## What is being asked:
In the biography of Mike Feldman, what collective name did his files on Richard Nixon become known by?

## Text section:
►

American political aide (1914–2007)

Myer Feldman, known as Mike Feldman (June 22, 1914 – March 1, 2007), was an American political aide in the Kennedy and Johnson administrations. Hailing from Philadelphia, Feldman was a trained lawyer and alumnus of the University of Pennsylvania, which he attended on a scholarship. He served in the Army Air Force during the Second World War prior to joining Kennedy's campaign trail in 1957.

Under Kennedy he was tasked with compiling negative information on Richard Nixon during Kennedy's election campaign, as well as helping with speech writing and television interviews. His files on Nixon became known collectively as the "Nixopedia". He also worked on agriculture issues and foreign relations on the subject of nuclear arms sales, often meeting secretly with Israeli Prime Minister David Ben Gurion and Foreign Minister Golda Meir. He was known for the rhyming couplets used when he and Theodore C. Sorensen, whom he succeeded as White House Counsel, traded memos. In 1964 the New York Post called him "the White House's anonymous man."

Upon Kennedy's assassination, Johnson retained Feldman for similar tasks against election rival Barry Goldwater. After retiring from government service in 1965, Feldman founded a law firm that dealt with legal issues in radio, and chaired committees on the Special Olympics. In this role, he created the "President's Council on Mental Retardation" and was key to the event's early organisation. He was also a literary critic and playwright. He died in Bethesda, Maryland, in 2007.

◄

## Source data:
►

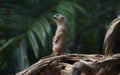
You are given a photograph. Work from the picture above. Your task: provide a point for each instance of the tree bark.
(62, 65)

◄

## Result for this exercise:
The "Nixopedia"